Problems
1 > Can you reproduce the part of the text on Oracle enqueues and locking that begins with "Is locking a" and ends with "block many others.", switching "SCOTT" to "BLAKE"?
2 > Could you pick up the text on Oracle enqueues and locking after its final sentence and keep it going?
# Text passage start
To see the gets and waits that had been on the different types of enqueues, check in the fixed internal table X$KSQST:

SELECT *
FROM x$ksqst
WHERE ksqstget > 0;

ADDR          INDX   INST_ID KS  KSQSTGET  KSQSTWAT
01ECBE30        69         1 CF         9         0
01ECBE48        72         1 CI        12         0
01ECBEA8        84         1 CU        57         0
01ECBF60       107         1 DL        28         0
01ECBF90       113         1 DR         1         0
01ECBFB0       117         1 DV        12         0
01ECC498       274         1 IS         5         0
01ECC890       401         1 MR        16         0
01ECCB30       485         1 PF         1         0
01ECCDA0       563         1 RT         1         0
01ECCE88       592         1 SQ         1         0
01ECCEA0       595         1 ST         1         0
01ECCF68       620         1 TM        14         0
01ECCF98       626         1 TS         1         0
01ECCFC0       631         1 TX        13         2
01ECD098       658         1 US        59         0

· The sum of KSQSTWAT is equal to "enqueue waits" in V$SYSSTAT, so here you can see what type of locks that the sessions and background processes had been waiting on.

===============================================================================

Is locking a problem currently
------------------------------

This is an example of how you can trace locking problems.

Background: User SCOTT has updated the salary for all employees in table EMP. Then user SYSTEM tries to update the JOB-description for employee KING in the same table.


The SELECTS
-----------

Which session is the blocker and which sessions are waiting to get the lock?

This SELECT will return no rows if there are no waiters and blockers. You can never find situations when there is only blocker(s) or waiter(s). One session can block many others.
# Text passage end
# Data listing start
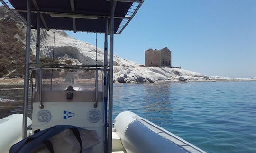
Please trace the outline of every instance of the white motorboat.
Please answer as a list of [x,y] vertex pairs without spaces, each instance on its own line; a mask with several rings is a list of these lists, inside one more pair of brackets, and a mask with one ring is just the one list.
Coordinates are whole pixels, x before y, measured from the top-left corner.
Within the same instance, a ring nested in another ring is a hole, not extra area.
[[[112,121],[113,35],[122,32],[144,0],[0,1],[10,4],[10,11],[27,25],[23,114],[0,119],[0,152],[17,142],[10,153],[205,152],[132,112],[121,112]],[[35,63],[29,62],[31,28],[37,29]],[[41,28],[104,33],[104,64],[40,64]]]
# Data listing end
# Data listing start
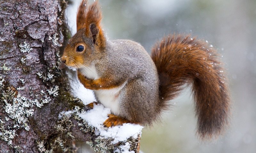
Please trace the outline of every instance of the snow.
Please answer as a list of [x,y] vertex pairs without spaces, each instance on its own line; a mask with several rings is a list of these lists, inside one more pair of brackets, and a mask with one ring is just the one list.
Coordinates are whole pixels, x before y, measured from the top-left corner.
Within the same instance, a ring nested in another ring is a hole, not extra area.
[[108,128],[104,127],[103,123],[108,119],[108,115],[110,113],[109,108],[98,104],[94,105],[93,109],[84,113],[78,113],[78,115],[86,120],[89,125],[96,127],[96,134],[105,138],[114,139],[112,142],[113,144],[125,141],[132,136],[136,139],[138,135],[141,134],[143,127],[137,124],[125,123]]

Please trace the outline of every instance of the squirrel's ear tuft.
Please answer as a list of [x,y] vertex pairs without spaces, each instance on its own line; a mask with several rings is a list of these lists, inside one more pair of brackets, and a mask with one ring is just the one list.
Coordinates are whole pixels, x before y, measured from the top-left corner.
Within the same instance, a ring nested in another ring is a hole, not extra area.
# Data listing end
Answers per task
1 >
Is locking a problem currently
------------------------------

This is an example of how you can trace locking problems.

Background: User BLAKE has updated the salary for all employees in table EMP. Then user SYSTEM tries to update the JOB-description for employee KING in the same table.


The SELECTS
-----------

Which session is the blocker and which sessions are waiting to get the lock?

This SELECT will return no rows if there are no waiters and blockers. You can never find situations when there is only blocker(s) or waiter(s). One session can block many others.

2 >
column Username format A15 column Sid format 9990 heading SID
column Type format A4 column Lmode format 990 heading 'HELD'
column Request format 990 heading 'REQ' column Id1 format 9999990
column Id2 format 9999990 break on Id1 skip 1 dup

SELECT SN.Username, M.Sid, M.Type,
DECODE(M.Lmode, 0, 'None', 1, 'Null', 2, 'Row Share', 3, 'Row
Excl.', 4, 'Share', 5, 'S/Row Excl.', 6, 'Exclusive',
LTRIM(TO_CHAR(Lmode,'990'))) Lmode,
DECODE(M.Request, 0, 'None', 1, 'Null', 2, 'Row Share', 3, 'Row
Excl.', 4, 'Share', 5, 'S/Row Excl.', 6, 'Exclusive',
LTRIM(TO_CHAR(M.Request, '990'))) Request,
M.Id1, M.Id2
FROM V$SESSION SN, V$LOCK M
WHERE (SN.Sid = M.Sid and M.Request ! = 0)
or (SN.Sid = M.Sid and M.Request = 0 and Lmode != 4 and (id1, id2)
in (select S.Id1, S.Id2 from V$LOCK S where Request != 0 and S.Id1
= M.Id1 and S.Id2 = M.Id2) ) order by Id1, Id2, M.Request;


USERNAME             SID TY LMODE         REQUEST             ID1        ID2
---------------- ------- -- ------------- -------------  ---------- --------

SCOTT                 9  TX Exclusive     None             262154        117

SCOTT                11  TX None          Exclusive        262154        117

Session 9 is blocking(LMODE=Exclusive)
Session 11 is waiting(REQUEST=Exclusive)
The meaning of ID1 and ID2 depend on the lock TYPE.

· We can see situations where a session is both a Blocker and a Waiter.
· If there are only two sessions and both are Blockers and Waiters then we got a deadlock situation (which Oracle will solve automatically).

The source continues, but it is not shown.